Direction :: Turn the items from the line containing "Pretty please, detect the car taillight" through the line containing "[0,252,760,507]" into a numbered list, omitting any blank lines.
** BEGIN Records for the task **
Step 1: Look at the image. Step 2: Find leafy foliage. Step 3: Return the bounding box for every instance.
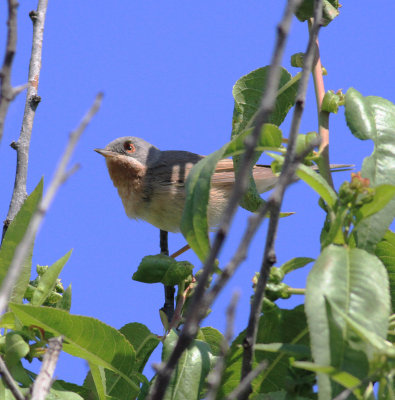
[0,0,395,400]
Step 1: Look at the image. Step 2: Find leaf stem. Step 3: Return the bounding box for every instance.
[308,20,333,188]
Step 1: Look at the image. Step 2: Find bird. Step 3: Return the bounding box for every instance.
[94,136,278,232]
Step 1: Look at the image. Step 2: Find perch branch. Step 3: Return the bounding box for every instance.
[0,357,25,400]
[0,0,23,142]
[0,93,103,315]
[226,361,268,400]
[206,292,239,400]
[240,0,322,399]
[147,0,301,400]
[30,336,63,400]
[160,229,175,324]
[2,0,48,241]
[309,21,333,188]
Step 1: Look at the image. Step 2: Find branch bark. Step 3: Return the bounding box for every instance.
[0,0,19,142]
[0,93,103,315]
[30,336,63,400]
[309,26,333,188]
[0,357,25,400]
[206,292,240,400]
[160,229,175,324]
[2,0,48,238]
[239,0,322,400]
[147,0,301,400]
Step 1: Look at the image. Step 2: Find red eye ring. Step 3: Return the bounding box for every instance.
[123,142,136,154]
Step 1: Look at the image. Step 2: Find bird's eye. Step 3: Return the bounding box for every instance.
[123,142,136,153]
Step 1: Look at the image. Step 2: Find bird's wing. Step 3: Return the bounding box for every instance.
[211,159,277,193]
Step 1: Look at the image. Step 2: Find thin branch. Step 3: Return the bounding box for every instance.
[226,361,268,400]
[160,229,176,324]
[2,0,48,242]
[333,389,352,400]
[240,0,322,399]
[309,21,333,188]
[147,0,301,400]
[0,357,25,400]
[170,244,191,258]
[205,292,240,400]
[0,0,19,142]
[30,336,63,400]
[0,93,103,315]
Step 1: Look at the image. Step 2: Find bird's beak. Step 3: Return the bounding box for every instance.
[94,149,118,158]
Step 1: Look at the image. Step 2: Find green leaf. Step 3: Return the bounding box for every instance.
[254,343,310,358]
[328,300,395,360]
[218,306,314,399]
[56,283,71,311]
[119,322,160,372]
[0,311,17,330]
[293,361,363,400]
[231,66,300,212]
[162,331,212,400]
[296,164,337,208]
[132,254,193,286]
[280,257,314,275]
[232,66,299,134]
[345,88,395,253]
[5,332,30,368]
[0,179,43,303]
[250,390,311,400]
[295,0,339,26]
[31,250,72,306]
[10,304,139,396]
[321,90,344,114]
[357,185,395,222]
[181,124,279,261]
[196,326,224,356]
[305,245,390,399]
[5,388,83,400]
[375,231,395,312]
[345,88,377,140]
[89,363,107,400]
[52,379,89,400]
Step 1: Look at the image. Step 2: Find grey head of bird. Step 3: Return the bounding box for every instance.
[95,136,277,232]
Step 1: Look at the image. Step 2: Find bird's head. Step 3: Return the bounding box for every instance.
[95,136,160,166]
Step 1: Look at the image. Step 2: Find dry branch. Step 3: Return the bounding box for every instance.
[147,0,301,400]
[0,357,25,400]
[2,0,48,241]
[239,0,322,399]
[0,93,103,315]
[0,0,20,143]
[206,292,239,400]
[30,336,63,400]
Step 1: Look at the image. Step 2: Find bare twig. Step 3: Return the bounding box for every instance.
[147,0,301,400]
[170,244,191,258]
[239,0,322,399]
[30,336,63,400]
[160,229,175,324]
[0,357,25,400]
[226,361,267,400]
[309,21,333,188]
[0,93,103,315]
[2,0,48,241]
[0,0,20,142]
[333,389,352,400]
[205,292,239,400]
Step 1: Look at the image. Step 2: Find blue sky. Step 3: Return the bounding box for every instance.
[0,0,395,383]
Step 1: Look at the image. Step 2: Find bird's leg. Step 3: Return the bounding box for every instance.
[170,244,191,258]
[160,230,176,324]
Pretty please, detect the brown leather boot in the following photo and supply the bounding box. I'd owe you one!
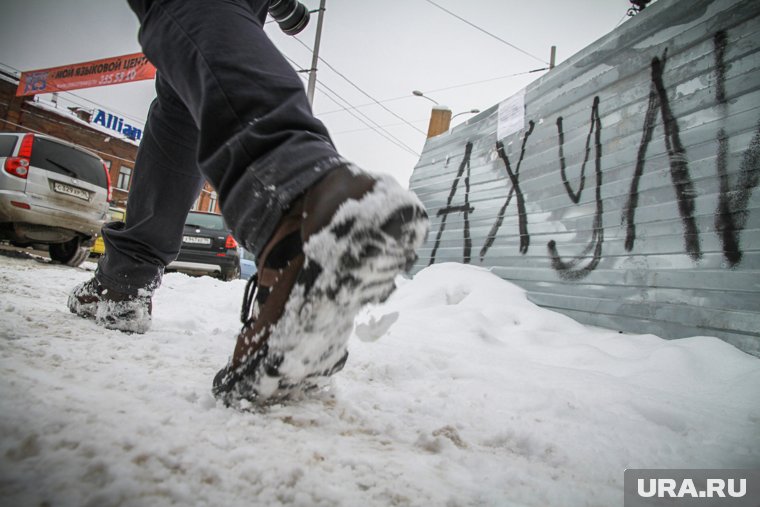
[213,166,428,404]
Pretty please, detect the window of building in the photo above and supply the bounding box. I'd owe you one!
[116,164,132,190]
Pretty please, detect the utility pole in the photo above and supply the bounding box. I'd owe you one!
[306,0,325,106]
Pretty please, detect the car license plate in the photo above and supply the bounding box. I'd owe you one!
[53,181,90,201]
[182,236,211,245]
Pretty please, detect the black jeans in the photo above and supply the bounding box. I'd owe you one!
[96,0,345,294]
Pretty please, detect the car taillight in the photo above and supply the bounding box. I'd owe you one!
[103,162,113,202]
[5,134,34,179]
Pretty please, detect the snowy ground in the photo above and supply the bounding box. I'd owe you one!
[0,252,760,507]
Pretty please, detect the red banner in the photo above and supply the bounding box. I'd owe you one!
[16,53,156,97]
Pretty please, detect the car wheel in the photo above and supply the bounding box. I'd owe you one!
[222,264,240,282]
[48,236,90,268]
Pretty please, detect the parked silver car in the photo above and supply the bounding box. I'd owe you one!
[0,132,111,266]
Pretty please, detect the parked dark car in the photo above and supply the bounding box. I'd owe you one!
[167,211,240,280]
[0,132,111,266]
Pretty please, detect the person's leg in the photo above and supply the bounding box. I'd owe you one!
[68,75,203,333]
[95,74,203,295]
[131,0,427,403]
[131,0,345,254]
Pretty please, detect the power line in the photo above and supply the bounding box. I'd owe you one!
[423,67,549,93]
[283,53,420,157]
[293,37,426,135]
[319,67,549,116]
[425,0,549,64]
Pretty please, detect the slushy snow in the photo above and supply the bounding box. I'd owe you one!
[0,255,760,507]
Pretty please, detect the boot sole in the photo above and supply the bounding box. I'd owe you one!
[252,179,428,399]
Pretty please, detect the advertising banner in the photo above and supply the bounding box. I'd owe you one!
[16,53,156,97]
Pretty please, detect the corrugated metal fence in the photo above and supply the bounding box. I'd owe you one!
[410,0,760,355]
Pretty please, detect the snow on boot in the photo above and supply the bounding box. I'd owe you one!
[68,277,153,333]
[213,166,428,405]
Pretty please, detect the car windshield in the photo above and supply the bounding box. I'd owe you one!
[185,211,227,231]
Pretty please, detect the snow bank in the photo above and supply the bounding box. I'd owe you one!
[0,257,760,506]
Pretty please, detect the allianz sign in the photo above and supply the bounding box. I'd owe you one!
[90,109,142,141]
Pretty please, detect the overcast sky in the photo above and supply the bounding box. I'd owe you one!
[0,0,630,184]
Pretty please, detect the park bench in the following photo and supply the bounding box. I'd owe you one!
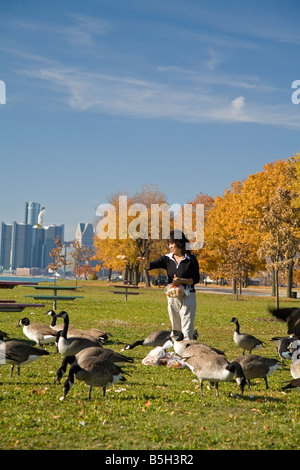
[25,285,83,310]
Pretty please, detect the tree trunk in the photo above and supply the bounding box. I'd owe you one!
[286,261,294,299]
[274,269,279,310]
[271,268,276,297]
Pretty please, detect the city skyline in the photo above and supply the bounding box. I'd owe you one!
[0,0,300,240]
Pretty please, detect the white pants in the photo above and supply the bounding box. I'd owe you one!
[168,292,197,339]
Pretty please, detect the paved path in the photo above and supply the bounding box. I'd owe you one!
[195,285,300,298]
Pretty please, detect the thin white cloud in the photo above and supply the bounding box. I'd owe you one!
[22,64,300,128]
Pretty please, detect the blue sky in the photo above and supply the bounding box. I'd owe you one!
[0,0,300,240]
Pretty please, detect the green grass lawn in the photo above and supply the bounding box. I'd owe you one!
[0,281,300,450]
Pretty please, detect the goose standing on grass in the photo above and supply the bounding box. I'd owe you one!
[60,357,128,400]
[234,354,280,390]
[0,334,49,377]
[271,336,293,361]
[170,330,224,357]
[17,317,56,348]
[290,346,300,379]
[56,310,102,356]
[46,310,112,343]
[269,307,300,339]
[182,345,246,397]
[230,317,265,354]
[54,347,134,383]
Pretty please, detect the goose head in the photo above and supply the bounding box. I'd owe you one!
[170,330,184,341]
[17,317,30,328]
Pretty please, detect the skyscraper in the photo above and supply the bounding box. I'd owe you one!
[24,202,41,225]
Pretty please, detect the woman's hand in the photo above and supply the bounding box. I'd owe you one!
[172,274,182,287]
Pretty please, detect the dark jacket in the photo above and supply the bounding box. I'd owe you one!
[149,253,200,292]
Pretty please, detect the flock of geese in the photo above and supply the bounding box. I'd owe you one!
[0,308,300,400]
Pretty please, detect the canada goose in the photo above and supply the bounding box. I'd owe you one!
[0,330,9,338]
[269,307,300,339]
[121,330,199,351]
[234,354,280,390]
[54,347,134,383]
[182,345,246,397]
[281,378,300,393]
[271,336,293,361]
[0,334,49,377]
[46,310,112,343]
[60,357,126,400]
[230,317,265,354]
[170,330,224,357]
[56,310,101,356]
[290,347,300,379]
[17,317,56,347]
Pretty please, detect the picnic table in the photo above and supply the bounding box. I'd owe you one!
[0,281,45,312]
[26,284,83,310]
[110,284,139,302]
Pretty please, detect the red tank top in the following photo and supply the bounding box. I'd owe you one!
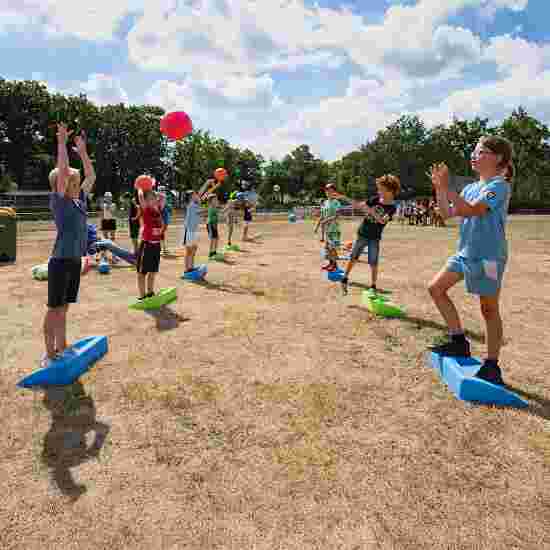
[141,206,162,243]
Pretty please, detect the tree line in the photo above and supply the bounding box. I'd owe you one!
[0,79,550,207]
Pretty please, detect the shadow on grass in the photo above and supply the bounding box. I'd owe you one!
[469,384,550,420]
[41,382,110,500]
[144,305,190,332]
[400,316,485,344]
[210,257,237,265]
[193,279,265,298]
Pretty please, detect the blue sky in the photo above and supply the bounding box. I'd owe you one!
[0,0,550,160]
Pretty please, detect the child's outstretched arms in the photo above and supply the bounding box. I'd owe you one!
[429,163,489,220]
[52,123,72,194]
[75,130,96,193]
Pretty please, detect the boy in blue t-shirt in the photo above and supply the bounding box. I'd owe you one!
[42,124,95,367]
[429,136,513,385]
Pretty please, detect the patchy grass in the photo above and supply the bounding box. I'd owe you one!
[0,217,550,550]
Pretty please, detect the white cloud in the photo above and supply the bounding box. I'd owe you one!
[483,35,550,77]
[80,73,129,105]
[0,0,143,41]
[145,80,196,113]
[146,74,283,116]
[419,70,550,124]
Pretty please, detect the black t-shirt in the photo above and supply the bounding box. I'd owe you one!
[357,197,397,241]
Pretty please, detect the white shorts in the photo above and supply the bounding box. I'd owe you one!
[183,228,199,246]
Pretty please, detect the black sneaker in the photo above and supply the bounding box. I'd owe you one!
[476,363,505,386]
[340,277,348,295]
[429,339,470,357]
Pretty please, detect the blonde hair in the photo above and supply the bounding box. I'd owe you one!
[376,174,401,197]
[48,168,80,191]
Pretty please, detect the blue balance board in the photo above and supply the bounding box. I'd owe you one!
[428,352,529,408]
[17,336,108,388]
[181,264,208,281]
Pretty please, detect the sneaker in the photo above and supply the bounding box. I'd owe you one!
[429,339,470,357]
[340,277,348,295]
[476,363,505,386]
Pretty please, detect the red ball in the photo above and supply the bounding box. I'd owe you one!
[160,111,193,140]
[134,179,155,193]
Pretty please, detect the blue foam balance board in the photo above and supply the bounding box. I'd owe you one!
[181,264,208,281]
[327,268,344,282]
[429,352,529,408]
[17,336,109,389]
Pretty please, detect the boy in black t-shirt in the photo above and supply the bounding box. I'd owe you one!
[341,174,401,294]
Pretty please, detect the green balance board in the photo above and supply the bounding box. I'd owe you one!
[128,287,178,311]
[363,293,405,317]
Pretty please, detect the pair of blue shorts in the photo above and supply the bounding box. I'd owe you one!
[446,254,506,296]
[350,237,380,265]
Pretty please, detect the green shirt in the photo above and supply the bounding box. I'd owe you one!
[208,206,218,225]
[321,199,342,235]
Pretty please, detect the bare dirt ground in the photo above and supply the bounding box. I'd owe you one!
[0,217,550,550]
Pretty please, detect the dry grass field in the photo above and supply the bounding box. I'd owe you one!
[0,217,550,550]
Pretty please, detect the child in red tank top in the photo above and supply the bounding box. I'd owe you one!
[136,183,165,300]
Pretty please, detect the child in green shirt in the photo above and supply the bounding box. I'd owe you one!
[206,193,219,258]
[315,183,342,271]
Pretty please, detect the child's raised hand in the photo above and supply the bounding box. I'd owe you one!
[57,122,73,143]
[73,130,86,156]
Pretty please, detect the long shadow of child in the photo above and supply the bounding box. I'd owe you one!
[41,382,109,499]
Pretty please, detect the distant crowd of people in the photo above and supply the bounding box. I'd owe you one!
[397,199,445,227]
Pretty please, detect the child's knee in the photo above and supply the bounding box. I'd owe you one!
[479,299,499,320]
[428,279,445,298]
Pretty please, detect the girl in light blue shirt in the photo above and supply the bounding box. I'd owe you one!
[429,136,513,385]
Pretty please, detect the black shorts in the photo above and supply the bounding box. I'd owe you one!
[48,258,82,308]
[129,222,139,240]
[101,218,116,231]
[206,223,219,239]
[136,241,160,275]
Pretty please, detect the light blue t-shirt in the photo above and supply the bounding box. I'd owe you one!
[185,201,201,232]
[458,176,511,261]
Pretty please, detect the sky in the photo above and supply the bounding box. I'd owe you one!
[0,0,550,161]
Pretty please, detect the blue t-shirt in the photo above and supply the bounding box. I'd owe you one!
[185,201,201,232]
[458,176,511,261]
[50,191,88,259]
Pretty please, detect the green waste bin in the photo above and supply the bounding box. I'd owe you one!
[0,208,17,262]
** END Records for the task **
Worked answer ::
1. Pretty please, detect the car taillight in the photo above and supply the bounding box. I'd owe you one!
2. [103,162,113,202]
3. [5,134,34,179]
4. Pretty please, detect the snowy ground in the photo above and supply the bounding box. I'd owe you one!
5. [0,252,760,507]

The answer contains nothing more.